This task calls for copying every line in the data below that contains the word "church".

[Opening Data records section]

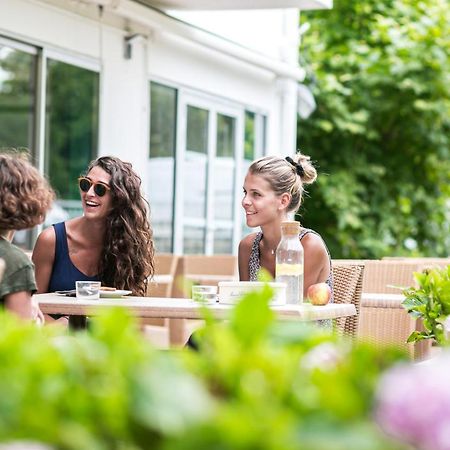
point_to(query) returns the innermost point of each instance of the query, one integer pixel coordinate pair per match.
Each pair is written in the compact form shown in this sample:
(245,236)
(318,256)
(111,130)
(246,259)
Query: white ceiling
(238,4)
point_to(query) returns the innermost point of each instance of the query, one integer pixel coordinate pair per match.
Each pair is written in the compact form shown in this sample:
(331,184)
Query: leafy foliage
(380,72)
(255,384)
(430,302)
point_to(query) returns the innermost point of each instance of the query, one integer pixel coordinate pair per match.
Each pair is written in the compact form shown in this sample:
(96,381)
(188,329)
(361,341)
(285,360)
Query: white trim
(162,23)
(239,4)
(17,45)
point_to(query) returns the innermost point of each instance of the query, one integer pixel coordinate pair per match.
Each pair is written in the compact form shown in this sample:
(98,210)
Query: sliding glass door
(210,150)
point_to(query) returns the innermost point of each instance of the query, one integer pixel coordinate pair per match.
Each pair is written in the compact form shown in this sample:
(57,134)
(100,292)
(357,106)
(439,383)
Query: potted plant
(430,301)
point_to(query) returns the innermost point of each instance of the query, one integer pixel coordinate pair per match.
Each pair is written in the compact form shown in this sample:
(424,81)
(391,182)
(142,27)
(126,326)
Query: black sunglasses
(100,188)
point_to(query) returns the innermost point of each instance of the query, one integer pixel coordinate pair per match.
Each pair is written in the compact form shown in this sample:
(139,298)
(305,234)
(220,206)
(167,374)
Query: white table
(177,309)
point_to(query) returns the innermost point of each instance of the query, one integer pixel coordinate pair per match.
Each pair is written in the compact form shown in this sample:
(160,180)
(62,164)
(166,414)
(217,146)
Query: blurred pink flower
(413,403)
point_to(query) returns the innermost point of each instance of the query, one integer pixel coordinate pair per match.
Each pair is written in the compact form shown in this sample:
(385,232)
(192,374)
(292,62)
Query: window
(208,143)
(17,97)
(163,126)
(64,138)
(71,128)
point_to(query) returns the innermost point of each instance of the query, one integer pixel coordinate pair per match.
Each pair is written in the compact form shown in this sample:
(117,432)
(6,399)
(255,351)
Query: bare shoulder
(245,248)
(44,246)
(247,242)
(47,237)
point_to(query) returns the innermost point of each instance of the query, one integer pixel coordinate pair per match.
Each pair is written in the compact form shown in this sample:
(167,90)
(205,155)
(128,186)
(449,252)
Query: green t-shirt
(19,270)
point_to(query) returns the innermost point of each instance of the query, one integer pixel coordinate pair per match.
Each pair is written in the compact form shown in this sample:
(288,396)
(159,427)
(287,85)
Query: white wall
(78,32)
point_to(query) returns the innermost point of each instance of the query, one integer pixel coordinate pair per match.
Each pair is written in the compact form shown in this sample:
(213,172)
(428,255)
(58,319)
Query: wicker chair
(165,267)
(347,288)
(383,320)
(2,268)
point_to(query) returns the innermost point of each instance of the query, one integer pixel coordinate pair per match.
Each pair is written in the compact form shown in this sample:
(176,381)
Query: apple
(319,294)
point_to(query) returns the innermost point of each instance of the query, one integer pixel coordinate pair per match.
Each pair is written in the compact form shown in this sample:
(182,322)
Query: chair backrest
(424,261)
(203,269)
(162,283)
(2,268)
(347,288)
(389,276)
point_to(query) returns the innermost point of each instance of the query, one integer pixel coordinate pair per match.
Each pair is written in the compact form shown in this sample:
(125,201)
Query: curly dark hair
(25,194)
(126,261)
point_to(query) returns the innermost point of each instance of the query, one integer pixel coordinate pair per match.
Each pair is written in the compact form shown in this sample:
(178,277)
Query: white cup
(88,290)
(204,294)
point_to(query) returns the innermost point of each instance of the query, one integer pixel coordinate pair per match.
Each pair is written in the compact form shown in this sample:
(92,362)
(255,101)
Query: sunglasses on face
(100,188)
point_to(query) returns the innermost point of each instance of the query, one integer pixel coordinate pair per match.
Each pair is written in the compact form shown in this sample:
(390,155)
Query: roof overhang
(237,4)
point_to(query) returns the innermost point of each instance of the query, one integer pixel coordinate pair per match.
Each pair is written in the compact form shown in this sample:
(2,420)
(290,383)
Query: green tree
(380,73)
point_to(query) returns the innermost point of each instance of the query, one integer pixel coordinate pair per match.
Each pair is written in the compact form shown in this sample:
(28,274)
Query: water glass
(204,294)
(88,290)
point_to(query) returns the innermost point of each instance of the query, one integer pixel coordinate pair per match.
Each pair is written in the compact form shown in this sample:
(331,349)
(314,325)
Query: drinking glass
(205,294)
(88,290)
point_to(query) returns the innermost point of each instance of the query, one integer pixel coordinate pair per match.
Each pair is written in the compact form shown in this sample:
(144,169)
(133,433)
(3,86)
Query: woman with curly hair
(25,198)
(112,242)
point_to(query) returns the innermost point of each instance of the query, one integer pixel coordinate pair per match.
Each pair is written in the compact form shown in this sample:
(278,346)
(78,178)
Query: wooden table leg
(176,332)
(77,322)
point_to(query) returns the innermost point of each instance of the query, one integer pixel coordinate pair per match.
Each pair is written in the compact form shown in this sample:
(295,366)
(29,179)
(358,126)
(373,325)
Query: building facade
(189,97)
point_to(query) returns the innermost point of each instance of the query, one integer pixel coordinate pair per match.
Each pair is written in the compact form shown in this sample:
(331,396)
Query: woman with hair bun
(112,242)
(274,187)
(25,198)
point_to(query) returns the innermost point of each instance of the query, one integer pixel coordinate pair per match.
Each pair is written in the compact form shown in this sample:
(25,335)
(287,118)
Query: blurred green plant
(255,384)
(430,301)
(380,73)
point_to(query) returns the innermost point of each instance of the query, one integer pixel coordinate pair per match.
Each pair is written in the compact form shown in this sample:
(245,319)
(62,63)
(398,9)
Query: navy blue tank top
(64,273)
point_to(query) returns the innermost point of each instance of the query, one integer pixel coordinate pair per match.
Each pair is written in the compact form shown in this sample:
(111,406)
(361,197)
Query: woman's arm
(20,304)
(43,258)
(316,260)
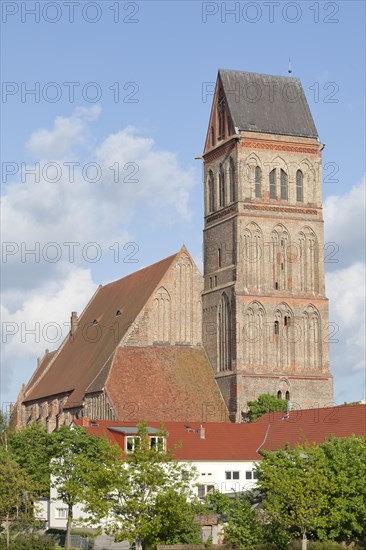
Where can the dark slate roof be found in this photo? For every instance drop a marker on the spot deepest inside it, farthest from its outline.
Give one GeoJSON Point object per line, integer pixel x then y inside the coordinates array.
{"type": "Point", "coordinates": [268, 104]}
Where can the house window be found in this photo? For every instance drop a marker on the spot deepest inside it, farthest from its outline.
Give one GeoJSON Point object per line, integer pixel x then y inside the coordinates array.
{"type": "Point", "coordinates": [232, 475]}
{"type": "Point", "coordinates": [272, 184]}
{"type": "Point", "coordinates": [232, 181]}
{"type": "Point", "coordinates": [157, 442]}
{"type": "Point", "coordinates": [61, 513]}
{"type": "Point", "coordinates": [299, 186]}
{"type": "Point", "coordinates": [284, 186]}
{"type": "Point", "coordinates": [131, 443]}
{"type": "Point", "coordinates": [211, 192]}
{"type": "Point", "coordinates": [204, 490]}
{"type": "Point", "coordinates": [258, 182]}
{"type": "Point", "coordinates": [222, 186]}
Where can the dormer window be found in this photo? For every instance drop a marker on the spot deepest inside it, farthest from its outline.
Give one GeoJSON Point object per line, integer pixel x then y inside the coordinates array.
{"type": "Point", "coordinates": [156, 442]}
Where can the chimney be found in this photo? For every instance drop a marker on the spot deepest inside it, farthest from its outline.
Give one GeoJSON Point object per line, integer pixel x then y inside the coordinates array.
{"type": "Point", "coordinates": [73, 322]}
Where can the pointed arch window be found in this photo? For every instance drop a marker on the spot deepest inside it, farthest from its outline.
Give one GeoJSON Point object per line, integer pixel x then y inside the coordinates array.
{"type": "Point", "coordinates": [284, 185]}
{"type": "Point", "coordinates": [232, 181]}
{"type": "Point", "coordinates": [299, 186]}
{"type": "Point", "coordinates": [272, 184]}
{"type": "Point", "coordinates": [211, 191]}
{"type": "Point", "coordinates": [258, 182]}
{"type": "Point", "coordinates": [222, 186]}
{"type": "Point", "coordinates": [224, 334]}
{"type": "Point", "coordinates": [221, 112]}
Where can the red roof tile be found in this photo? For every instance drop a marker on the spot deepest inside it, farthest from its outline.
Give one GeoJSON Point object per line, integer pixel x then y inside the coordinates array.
{"type": "Point", "coordinates": [81, 358]}
{"type": "Point", "coordinates": [174, 383]}
{"type": "Point", "coordinates": [229, 441]}
{"type": "Point", "coordinates": [223, 441]}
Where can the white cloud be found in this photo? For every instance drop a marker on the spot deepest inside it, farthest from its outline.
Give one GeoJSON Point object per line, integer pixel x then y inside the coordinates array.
{"type": "Point", "coordinates": [41, 321]}
{"type": "Point", "coordinates": [344, 225]}
{"type": "Point", "coordinates": [346, 292]}
{"type": "Point", "coordinates": [67, 134]}
{"type": "Point", "coordinates": [77, 210]}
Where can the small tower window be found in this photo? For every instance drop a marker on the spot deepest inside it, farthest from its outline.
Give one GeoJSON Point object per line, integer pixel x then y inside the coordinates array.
{"type": "Point", "coordinates": [272, 184]}
{"type": "Point", "coordinates": [222, 186]}
{"type": "Point", "coordinates": [284, 186]}
{"type": "Point", "coordinates": [221, 112]}
{"type": "Point", "coordinates": [258, 182]}
{"type": "Point", "coordinates": [299, 186]}
{"type": "Point", "coordinates": [211, 191]}
{"type": "Point", "coordinates": [232, 181]}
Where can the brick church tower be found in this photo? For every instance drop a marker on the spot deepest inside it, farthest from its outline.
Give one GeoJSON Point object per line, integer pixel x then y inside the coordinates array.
{"type": "Point", "coordinates": [265, 314]}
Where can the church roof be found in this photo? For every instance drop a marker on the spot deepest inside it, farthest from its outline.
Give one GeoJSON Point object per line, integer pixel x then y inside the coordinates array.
{"type": "Point", "coordinates": [268, 104]}
{"type": "Point", "coordinates": [83, 359]}
{"type": "Point", "coordinates": [165, 382]}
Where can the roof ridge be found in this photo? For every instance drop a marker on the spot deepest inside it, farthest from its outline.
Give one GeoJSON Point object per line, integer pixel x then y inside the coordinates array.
{"type": "Point", "coordinates": [142, 269]}
{"type": "Point", "coordinates": [260, 74]}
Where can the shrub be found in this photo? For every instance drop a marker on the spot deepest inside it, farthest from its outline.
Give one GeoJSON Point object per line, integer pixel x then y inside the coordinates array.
{"type": "Point", "coordinates": [28, 542]}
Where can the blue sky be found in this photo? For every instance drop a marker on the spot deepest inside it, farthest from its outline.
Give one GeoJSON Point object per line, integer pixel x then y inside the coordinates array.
{"type": "Point", "coordinates": [161, 54]}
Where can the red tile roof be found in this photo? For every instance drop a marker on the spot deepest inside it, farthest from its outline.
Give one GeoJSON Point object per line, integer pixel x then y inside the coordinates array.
{"type": "Point", "coordinates": [313, 425]}
{"type": "Point", "coordinates": [230, 442]}
{"type": "Point", "coordinates": [81, 358]}
{"type": "Point", "coordinates": [170, 383]}
{"type": "Point", "coordinates": [223, 441]}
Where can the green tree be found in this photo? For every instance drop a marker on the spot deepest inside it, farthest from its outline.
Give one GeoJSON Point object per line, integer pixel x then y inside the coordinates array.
{"type": "Point", "coordinates": [17, 497]}
{"type": "Point", "coordinates": [346, 489]}
{"type": "Point", "coordinates": [293, 484]}
{"type": "Point", "coordinates": [80, 458]}
{"type": "Point", "coordinates": [243, 528]}
{"type": "Point", "coordinates": [264, 404]}
{"type": "Point", "coordinates": [317, 490]}
{"type": "Point", "coordinates": [33, 449]}
{"type": "Point", "coordinates": [144, 495]}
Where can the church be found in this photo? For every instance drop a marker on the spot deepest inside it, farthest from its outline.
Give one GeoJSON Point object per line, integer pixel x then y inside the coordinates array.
{"type": "Point", "coordinates": [167, 343]}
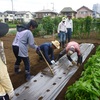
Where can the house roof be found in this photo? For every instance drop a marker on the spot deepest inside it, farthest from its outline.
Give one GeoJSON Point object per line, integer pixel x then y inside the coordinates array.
{"type": "Point", "coordinates": [85, 8]}
{"type": "Point", "coordinates": [10, 12]}
{"type": "Point", "coordinates": [46, 11]}
{"type": "Point", "coordinates": [67, 9]}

[Closing Data records section]

**Problem solution:**
Where can the brick church tower be found in this photo? For every instance drop a marker on the spot deepest inside it, farthest from its outline.
Where can the church roof be found in this photo? For every instance drop a marker on the spot deepest inside it, farthest from its outline.
Where can the church be found in this photo? For every instance drop a marker on the spot deepest inside it, farthest from its outline.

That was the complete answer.